REQUIRED TASK 1:
In the Neville Bardos article, how much did Boyd Martin pay for the horse?
REQUIRED TASK 2:
Repeat the part of the Neville Bardos article between "Then, along comes" and "a trade publication.", inclusive.

SELECTED EXTRACT:
○ ○ ○
The Comeback Mount

Neville Bardos &
All the Wild Horses

Perhaps that’s the kind of news about horses we’ve been longing to hear for quite some time now. For, as only those galloping on the same track know, these have been particularly stablefull of bad news times for equines of all strides.
From corruption and drug overuse at race tracks, to being rounded up and shot in the Middle West and abandoned to starvation in Ireland, horses have been getting it pretty rough lately.
Then, along comes Neville Bardos, an Australian thoroughbred, who’s been twice at the final line but managed to come back and win prizes and hearts in both sides of the pond.
To be sure, this is as much a story about the horse as it is about Boyd Martin, who bought the 7-year old for only $800, off a truck heading to the glue factory in Australia, in 2006.
The son of a U.S. Olympic speed skater and an Australian Olympic skier, Martin instead became known for his “drunken visits to tattoo parlors and horse auctions, from which he always returned with an unintended purchase,” according to a trade publication.
○ ○ ○
EXTRACTED DATA:
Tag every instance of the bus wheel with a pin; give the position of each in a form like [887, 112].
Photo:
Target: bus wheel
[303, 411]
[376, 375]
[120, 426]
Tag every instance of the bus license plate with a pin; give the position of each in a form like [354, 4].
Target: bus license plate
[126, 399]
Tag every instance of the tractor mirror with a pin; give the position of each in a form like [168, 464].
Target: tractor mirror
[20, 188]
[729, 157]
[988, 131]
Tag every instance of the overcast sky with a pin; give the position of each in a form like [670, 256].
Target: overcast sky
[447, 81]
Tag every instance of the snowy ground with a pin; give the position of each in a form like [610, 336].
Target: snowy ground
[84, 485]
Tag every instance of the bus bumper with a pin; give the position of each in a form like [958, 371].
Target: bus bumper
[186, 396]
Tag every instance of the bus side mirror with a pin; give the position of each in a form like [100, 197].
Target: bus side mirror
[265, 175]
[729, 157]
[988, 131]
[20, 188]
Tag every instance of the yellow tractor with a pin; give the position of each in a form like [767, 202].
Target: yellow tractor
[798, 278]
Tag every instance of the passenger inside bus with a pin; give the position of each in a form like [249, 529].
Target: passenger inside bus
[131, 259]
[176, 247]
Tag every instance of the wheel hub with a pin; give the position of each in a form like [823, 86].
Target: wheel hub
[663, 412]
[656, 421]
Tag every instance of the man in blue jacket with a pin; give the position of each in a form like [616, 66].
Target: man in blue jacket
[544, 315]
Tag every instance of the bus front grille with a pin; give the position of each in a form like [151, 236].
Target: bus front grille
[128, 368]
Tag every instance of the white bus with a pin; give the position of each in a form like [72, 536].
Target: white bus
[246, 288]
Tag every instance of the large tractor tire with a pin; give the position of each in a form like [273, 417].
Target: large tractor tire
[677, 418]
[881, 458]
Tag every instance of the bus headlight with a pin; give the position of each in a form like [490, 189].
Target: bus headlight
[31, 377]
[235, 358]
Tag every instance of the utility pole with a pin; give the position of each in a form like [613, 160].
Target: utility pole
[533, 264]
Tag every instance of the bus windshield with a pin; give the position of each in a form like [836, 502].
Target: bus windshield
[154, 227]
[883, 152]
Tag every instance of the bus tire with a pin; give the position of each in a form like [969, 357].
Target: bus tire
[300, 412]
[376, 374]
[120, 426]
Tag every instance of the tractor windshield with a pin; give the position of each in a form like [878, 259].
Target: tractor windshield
○ ○ ○
TASK RESULT 1:
$800

TASK RESULT 2:
Then, along comes Neville Bardos, an Australian thoroughbred, who’s been twice at the final line but managed to come back and win prizes and hearts in both sides of the pond.
To be sure, this is as much a story about the horse as it is about Boyd Martin, who bought the 7-year old for only $800, off a truck heading to the glue factory in Australia, in 2006.
The son of a U.S. Olympic speed skater and an Australian Olympic skier, Martin instead became known for his “drunken visits to tattoo parlors and horse auctions, from which he always returned with an unintended purchase,” according to a trade publication.